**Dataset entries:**

■ ■ ■ ■ ■

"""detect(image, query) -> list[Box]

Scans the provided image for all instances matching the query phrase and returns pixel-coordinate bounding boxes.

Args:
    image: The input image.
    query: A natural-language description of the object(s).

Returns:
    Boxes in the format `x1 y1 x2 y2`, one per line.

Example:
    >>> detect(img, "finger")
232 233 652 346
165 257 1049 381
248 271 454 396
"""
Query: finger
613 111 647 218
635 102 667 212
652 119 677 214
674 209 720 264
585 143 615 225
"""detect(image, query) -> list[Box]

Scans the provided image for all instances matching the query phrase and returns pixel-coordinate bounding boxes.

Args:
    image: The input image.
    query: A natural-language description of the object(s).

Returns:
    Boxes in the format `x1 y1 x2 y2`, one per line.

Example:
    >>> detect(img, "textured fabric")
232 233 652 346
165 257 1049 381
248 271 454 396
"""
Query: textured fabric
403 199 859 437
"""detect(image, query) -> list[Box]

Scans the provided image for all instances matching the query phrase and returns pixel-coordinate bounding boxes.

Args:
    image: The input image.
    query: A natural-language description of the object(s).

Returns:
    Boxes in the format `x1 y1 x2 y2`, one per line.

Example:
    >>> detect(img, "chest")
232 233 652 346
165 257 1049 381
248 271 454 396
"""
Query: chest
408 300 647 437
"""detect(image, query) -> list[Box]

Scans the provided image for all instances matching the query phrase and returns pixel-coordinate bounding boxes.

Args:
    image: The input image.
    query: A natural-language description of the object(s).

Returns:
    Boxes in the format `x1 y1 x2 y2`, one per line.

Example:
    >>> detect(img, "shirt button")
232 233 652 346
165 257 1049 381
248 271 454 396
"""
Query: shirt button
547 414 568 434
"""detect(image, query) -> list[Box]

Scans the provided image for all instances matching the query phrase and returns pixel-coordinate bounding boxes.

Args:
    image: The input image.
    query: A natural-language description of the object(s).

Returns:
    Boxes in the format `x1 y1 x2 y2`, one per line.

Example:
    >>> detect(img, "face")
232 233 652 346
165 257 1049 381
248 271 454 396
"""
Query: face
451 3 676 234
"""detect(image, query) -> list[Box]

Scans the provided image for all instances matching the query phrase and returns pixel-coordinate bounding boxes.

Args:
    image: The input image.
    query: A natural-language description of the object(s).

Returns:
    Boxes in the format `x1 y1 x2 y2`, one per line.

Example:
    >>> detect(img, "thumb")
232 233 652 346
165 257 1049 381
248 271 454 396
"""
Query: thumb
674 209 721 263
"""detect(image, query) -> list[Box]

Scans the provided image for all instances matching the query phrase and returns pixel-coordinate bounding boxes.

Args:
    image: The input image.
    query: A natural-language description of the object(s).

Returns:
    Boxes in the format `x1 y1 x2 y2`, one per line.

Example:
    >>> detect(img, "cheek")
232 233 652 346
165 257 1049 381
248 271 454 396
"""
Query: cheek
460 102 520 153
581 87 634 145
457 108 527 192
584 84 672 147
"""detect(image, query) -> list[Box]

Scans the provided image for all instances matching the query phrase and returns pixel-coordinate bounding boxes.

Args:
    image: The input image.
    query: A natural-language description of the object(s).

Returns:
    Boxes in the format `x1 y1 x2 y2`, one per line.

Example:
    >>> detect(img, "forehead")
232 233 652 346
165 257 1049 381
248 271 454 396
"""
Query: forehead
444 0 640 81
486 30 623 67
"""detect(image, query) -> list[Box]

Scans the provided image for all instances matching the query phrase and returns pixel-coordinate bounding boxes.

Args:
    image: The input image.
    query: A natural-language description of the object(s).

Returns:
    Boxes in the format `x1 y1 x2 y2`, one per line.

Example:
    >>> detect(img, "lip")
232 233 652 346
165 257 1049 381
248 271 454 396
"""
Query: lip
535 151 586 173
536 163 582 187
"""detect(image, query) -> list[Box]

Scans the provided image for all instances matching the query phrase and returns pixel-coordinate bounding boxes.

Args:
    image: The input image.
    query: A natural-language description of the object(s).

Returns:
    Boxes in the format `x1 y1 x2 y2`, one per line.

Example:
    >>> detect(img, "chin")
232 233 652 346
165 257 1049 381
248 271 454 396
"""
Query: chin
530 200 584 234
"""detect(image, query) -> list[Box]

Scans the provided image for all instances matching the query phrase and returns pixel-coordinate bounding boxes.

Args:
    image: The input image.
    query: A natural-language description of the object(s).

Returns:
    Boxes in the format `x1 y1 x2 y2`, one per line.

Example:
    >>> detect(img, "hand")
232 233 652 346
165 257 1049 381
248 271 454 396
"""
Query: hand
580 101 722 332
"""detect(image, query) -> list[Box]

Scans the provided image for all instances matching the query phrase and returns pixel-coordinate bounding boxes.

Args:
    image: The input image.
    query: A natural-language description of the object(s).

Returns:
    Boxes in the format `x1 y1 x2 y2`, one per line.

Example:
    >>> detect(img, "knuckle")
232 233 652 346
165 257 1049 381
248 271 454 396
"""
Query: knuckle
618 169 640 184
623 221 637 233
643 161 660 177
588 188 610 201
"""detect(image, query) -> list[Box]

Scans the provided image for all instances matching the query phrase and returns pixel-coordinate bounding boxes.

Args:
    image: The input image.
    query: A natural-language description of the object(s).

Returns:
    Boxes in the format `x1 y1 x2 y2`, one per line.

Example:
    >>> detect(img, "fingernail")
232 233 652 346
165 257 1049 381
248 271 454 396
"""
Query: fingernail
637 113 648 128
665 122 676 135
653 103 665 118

■ ■ ■ ■ ■

**Exercise directions:**
Set all the entries above down again exactly.

**Answer to this problem:**
"""detect(image, query) -> list[Box]

Scans the provided image for all instances matching the query phrase and returns pixel-coordinate bounding boxes.

Args:
    image: The input image.
    query: A natural-language description of the object(s).

Returns:
    Boxes in the format `x1 y1 x2 y2`, one per line.

Example:
    >>> detect(img, "finger")
232 233 652 346
165 257 1049 381
248 271 454 396
"""
Query: finger
613 111 647 218
635 102 667 212
652 119 677 214
674 209 720 264
585 143 615 225
"""detect(image, query) -> list[Box]

Scans the provided image for all instances matching the query phrase and returns pixel-coordinate bounding boxes.

Args:
    image: The input image.
    query: A natural-language description of the object(s).

Returns:
    Boxes in the format `x1 y1 x2 y2`, one per line.

Example:
    >>> detect(img, "textured fabric")
232 233 652 346
165 257 1049 381
248 271 454 396
"""
Query: textured fabric
403 199 859 437
"""detect(image, query) -> list[Box]

Scans the provided image for all instances matching the query phrase and returns pixel-coordinate bounding boxes.

Args:
    image: The input image.
    query: A natural-language description of the object(s).

Returns:
    Boxes in the format `x1 y1 x2 y2`, one per line.

Example:
    >>> detect(img, "chest")
232 233 652 346
165 257 1049 381
248 271 454 396
"""
Query: chest
408 300 647 437
"""detect(image, query) -> list[Box]

Scans the provided image for all instances matching the query phrase and returns pixel-coordinate bounding boxes.

Args:
    image: The input image.
    query: A natural-language description of the object(s).

Returns:
    Boxes in the format `x1 y1 x2 y2`, one per line.

Example:
    >>> detect(img, "shirt button")
232 233 652 346
165 257 1049 381
248 271 454 396
"""
Query: shirt button
547 414 568 434
"""detect(image, query) -> list[Box]

Scans the provided image for all instances matching the query phrase and returns pixel-coordinate bounding boxes.

Args:
    image: The input image.
    query: A natural-language description of the object(s).

Returns:
    Boxes in the format `x1 y1 x2 y2`, one per line.

Example:
    >>> detect(img, "face")
232 233 652 346
165 257 1049 381
248 271 454 396
"""
Query: face
451 3 676 234
"""detect(image, query) -> list[Box]

Scans the provided image for all instances matching the query phrase and returns pixel-coordinate bounding boxes.

Args:
    image: The input image.
    query: A natural-language description of the object(s).

Returns:
    Boxes in the format `x1 y1 x2 y2`, one per line.

Example:
    >>> detect(img, "thumb")
232 233 652 346
165 257 1049 381
248 271 454 396
"""
Query: thumb
674 209 721 263
"""detect(image, query) -> list[Box]

Scans the provided image for all instances matching the query phrase and returns pixel-coordinate bounding boxes.

Args:
    image: The input image.
    query: A natural-language description of the object(s).

Returns:
    Boxes in the format `x1 y1 x2 y2`, one per line.

Example:
    >>> detect(img, "cheek")
232 233 652 346
165 257 1049 381
248 271 454 396
"""
Query: cheek
460 102 520 153
581 87 634 145
457 108 527 192
584 84 672 147
"""detect(image, query) -> list[Box]

Scans the provided image for all instances matching the query phrase and returns pixel-coordinate bounding boxes.

Args:
    image: The input image.
    query: A natural-language description of the object(s).

Returns:
    Boxes in the format `x1 y1 x2 y2`, one per line.

Example:
    >>> detect(img, "forehead")
232 233 652 346
165 257 1049 381
248 271 454 396
"""
Query: forehead
444 0 640 81
486 30 623 67
"""detect(image, query) -> list[Box]

Scans the provided image for all instances matching the query phrase and returns pixel-coordinate bounding boxes.

Args:
    image: The input image.
    query: A natural-language description of the object(s).

Returns:
    Boxes in the format `x1 y1 x2 y2`, one per line.

Example:
    >>> detect(img, "lip")
232 233 652 346
165 257 1049 381
248 271 454 396
"""
Query: lip
535 151 586 173
536 163 582 187
"""detect(image, query) -> list[Box]

Scans the provided image for all instances matching the query phrase and returns pixel-coordinate bounding boxes.

Args:
    image: The input image.
    query: A natural-language description of the object(s).

Returns:
    Boxes in the format `x1 y1 x2 y2`, one per line.

Example:
    >>> detect(img, "chin")
232 233 652 346
165 257 1049 381
248 271 454 396
"""
Query: chin
530 200 584 234
"""detect(image, query) -> list[Box]

Scans the provided image for all instances matching the query phrase and returns pixel-coordinate bounding boxes.

Args:
    image: The input image.
    query: A natural-language description of the object(s).

Returns:
    Boxes in the format `x1 y1 x2 y2`, one per line.

Example:
    >>> detect(img, "hand")
232 233 652 346
165 257 1049 381
248 271 454 396
"""
Query: hand
580 101 722 332
"""detect(image, query) -> list[Box]

Scans the provided image for all instances matching the query phrase and returns pixel-coordinate bounding boxes.

Args:
    image: The input image.
    query: A natural-language description of the object(s).

Returns:
    Boxes in the format `x1 y1 x2 y2`, one per line.

Example:
    >>> detect(img, "knuckle")
232 233 652 346
165 257 1049 381
248 271 454 396
"""
Query: knuckle
618 169 640 184
623 221 637 233
643 161 660 177
588 188 610 201
"""detect(image, query) -> list[Box]

Scans the provided image for all instances matching the query phrase and returns pixel-coordinate bounding boxes.

Args:
    image: The input image.
    query: A natural-language description of the object(s).

Returns:
    Boxes in the format `x1 y1 x2 y2`, one per line.

Example:
    >>> detect(img, "fingernail")
232 233 652 346
165 257 1049 381
248 271 454 396
"""
Query: fingernail
637 113 648 128
665 122 676 135
653 103 665 118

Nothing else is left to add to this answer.